* **DOCUMENT EXTRACT**:
Discussion: Nostalgia - A History of a Dangerous Emotion
15 May 2024, 6:00 pm–7:30 pm
Join the UCL European Institute, the IAS and Grand Challenges, for an interdisciplinary discussion of nostalgia, drawing on a new book by Agnes Arnold-Forster.
This event is free.
Event Information
Open to
- All | UCL staff | UCL students
Availability
- Yes
Cost
- Free
Organiser
-
Institute of Advanced Studies
Location
-
IAS Common Ground, G11ground floor, South WingUCL, Gower St, LondonWC1E 6BT
Nostalgia is a social and political emotion, vulnerable to misuse, and one that reflects the anxieties of the age. It is one of the many ways we communicate a desire for the past, dissatisfaction with the present and our visions for the future.
In Nostalgia: A Biography, Agnes Arnold-Forster traces the history of this complex, slippery emotion and uses it as a lens through which to consider the changing pace of society, our collective feelings of regret, dislocation and belonging, the conditions of modern and contemporary work, and the politics of fear and anxiety.
Join the UCL European Institute, the IAS and UCL Grand Challenges, for an evening with the author, in conversation with UCL academics, to consider the origins of nostalgia as a psychopathological disorder through to how it is used and misused in contemporary life – in areas from politics to advertising – and how we best respond.
Speaker
Agnes Arnold-Forster, Chancellor’s Fellow, University of Edinburgh
Respondents
Sonu Shamdasani, Professor in Jung History, UCL SELCs and Co-Director of the UCL Health Humanities Centre
Emily McTernan, Associate Professor in Political Theory, UCL Department of Political Science
Joanna Elmy, writer, journalist and UCL European Institute, Writer in Residency 2024
Chair
Nicola Miller, Professor of Latin American History and Director of the Institute of Advanced Studies
About the Speaker
Agnes Arnold-Foster
Agnes Arnold-Foster is a writer; researcher; and historian. She has written, researched, and presented on everything from women's health in today's Britain to the history of cancer; from the 1918 flu pandemic to the well-being of surgeons in twenty-first-century America. She is an expert in the history of Europe, the USA, and Canada, and her research spans the eighteenth century to the present day. She explores societies, cultures, medicine, science, technology, emotions, and the world of work.

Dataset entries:
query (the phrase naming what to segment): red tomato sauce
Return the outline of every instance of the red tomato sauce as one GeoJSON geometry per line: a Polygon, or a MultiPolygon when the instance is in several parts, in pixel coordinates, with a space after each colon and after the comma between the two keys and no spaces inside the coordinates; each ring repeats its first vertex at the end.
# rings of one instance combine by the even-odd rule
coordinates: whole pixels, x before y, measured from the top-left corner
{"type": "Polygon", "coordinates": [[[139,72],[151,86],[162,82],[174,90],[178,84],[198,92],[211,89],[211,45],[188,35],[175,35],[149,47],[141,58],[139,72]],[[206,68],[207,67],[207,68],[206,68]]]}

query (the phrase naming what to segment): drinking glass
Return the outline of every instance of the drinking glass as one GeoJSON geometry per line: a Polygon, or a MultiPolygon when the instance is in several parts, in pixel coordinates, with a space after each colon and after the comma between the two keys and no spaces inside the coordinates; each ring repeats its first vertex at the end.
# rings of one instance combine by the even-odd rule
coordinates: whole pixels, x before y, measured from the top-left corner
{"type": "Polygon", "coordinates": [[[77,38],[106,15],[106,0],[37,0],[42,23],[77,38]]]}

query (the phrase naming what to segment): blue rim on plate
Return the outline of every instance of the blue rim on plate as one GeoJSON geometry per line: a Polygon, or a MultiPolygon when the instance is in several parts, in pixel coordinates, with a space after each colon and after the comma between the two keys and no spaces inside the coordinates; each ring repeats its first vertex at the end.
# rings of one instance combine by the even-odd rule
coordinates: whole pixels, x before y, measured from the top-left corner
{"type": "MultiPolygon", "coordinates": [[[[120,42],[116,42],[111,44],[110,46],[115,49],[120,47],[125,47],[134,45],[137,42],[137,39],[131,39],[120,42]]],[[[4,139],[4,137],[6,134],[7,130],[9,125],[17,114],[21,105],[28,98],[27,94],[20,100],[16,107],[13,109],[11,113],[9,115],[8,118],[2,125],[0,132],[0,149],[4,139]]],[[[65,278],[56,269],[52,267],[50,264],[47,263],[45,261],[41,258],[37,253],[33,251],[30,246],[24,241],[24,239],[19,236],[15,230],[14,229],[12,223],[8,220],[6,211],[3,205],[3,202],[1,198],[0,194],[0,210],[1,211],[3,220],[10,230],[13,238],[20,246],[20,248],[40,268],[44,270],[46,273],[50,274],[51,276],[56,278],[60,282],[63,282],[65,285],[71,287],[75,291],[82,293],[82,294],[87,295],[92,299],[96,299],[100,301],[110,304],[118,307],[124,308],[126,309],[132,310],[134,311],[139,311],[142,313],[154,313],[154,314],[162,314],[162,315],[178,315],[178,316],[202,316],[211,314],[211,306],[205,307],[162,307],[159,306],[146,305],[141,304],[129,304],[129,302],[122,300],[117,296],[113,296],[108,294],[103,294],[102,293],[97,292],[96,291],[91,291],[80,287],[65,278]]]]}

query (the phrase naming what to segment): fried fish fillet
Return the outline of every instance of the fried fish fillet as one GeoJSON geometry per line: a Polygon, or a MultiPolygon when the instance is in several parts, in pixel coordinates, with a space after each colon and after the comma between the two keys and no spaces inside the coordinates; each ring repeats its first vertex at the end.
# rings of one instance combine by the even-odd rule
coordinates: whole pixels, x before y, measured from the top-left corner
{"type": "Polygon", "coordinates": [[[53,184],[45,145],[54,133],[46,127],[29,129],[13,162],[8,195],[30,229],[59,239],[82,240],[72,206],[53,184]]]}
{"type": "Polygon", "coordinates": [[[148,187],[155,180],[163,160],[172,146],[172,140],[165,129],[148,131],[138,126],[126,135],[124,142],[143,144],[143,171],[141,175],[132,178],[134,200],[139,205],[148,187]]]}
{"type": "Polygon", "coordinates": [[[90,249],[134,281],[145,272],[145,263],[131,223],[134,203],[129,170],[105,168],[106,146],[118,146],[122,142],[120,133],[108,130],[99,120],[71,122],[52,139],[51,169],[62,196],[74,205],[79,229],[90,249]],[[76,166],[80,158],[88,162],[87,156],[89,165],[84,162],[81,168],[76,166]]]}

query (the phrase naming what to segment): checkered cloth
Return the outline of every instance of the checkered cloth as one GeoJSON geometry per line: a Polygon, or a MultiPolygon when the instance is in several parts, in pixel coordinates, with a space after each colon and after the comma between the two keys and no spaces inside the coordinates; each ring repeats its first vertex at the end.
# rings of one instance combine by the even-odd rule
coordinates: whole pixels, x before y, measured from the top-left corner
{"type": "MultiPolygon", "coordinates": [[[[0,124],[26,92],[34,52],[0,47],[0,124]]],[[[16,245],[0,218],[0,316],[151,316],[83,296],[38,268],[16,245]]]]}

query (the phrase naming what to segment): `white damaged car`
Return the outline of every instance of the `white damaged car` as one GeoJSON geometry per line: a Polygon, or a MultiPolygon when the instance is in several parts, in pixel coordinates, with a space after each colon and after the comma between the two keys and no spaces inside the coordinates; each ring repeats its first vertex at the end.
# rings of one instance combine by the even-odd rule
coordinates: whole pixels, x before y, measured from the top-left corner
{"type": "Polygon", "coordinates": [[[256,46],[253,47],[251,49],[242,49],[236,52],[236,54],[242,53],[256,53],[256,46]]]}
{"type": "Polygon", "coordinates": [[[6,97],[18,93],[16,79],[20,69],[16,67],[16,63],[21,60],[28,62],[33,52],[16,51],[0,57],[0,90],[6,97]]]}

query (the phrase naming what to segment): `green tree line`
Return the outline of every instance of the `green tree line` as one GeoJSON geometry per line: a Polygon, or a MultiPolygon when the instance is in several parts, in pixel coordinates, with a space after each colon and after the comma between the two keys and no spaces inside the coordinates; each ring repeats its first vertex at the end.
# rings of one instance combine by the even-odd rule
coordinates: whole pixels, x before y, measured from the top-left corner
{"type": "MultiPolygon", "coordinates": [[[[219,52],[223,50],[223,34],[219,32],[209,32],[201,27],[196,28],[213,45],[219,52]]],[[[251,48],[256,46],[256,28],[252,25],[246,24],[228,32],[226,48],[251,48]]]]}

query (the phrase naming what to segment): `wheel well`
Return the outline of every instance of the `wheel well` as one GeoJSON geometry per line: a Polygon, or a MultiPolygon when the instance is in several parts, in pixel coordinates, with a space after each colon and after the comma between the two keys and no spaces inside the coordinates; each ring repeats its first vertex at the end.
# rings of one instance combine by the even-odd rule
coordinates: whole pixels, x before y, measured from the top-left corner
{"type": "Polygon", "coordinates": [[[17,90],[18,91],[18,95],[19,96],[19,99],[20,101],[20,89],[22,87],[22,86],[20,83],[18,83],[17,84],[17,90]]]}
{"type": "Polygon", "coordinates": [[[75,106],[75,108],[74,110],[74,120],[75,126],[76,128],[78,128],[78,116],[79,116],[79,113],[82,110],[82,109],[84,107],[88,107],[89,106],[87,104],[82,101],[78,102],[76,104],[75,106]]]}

* **INSTRUCTIONS**:
**1.** According to the nostalgia event page, who chairs the discussion?
**2.** Based on the nostalgia event page, explain how nostalgia reflects the concerns of its time.
**3.** Reproduce the portion of the nostalgia event page that begins at the words "In Nostalgia: A" and stops after the words "we best respond.".

* **LIST OF ANSWERS**:
**1.** Nicola Miller, Professor of Latin American History and Director of the Institute of Advanced Studies, chairs the discussion.

**2.** Nostalgia is a social and political emotion that reflects the anxieties of the age. It is one of the many ways people communicate a desire for the past, dissatisfaction with the present and their visions for the future.

**3.**
In Nostalgia: A Biography, Agnes Arnold-Forster traces the history of this complex, slippery emotion and uses it as a lens through which to consider the changing pace of society, our collective feelings of regret, dislocation and belonging, the conditions of modern and contemporary work, and the politics of fear and anxiety.
Join the UCL European Institute, the IAS and UCL Grand Challenges, for an evening with the author, in conversation with UCL academics, to consider the origins of nostalgia as a psychopathological disorder through to how it is used and misused in contemporary life – in areas from politics to advertising – and how we best respond.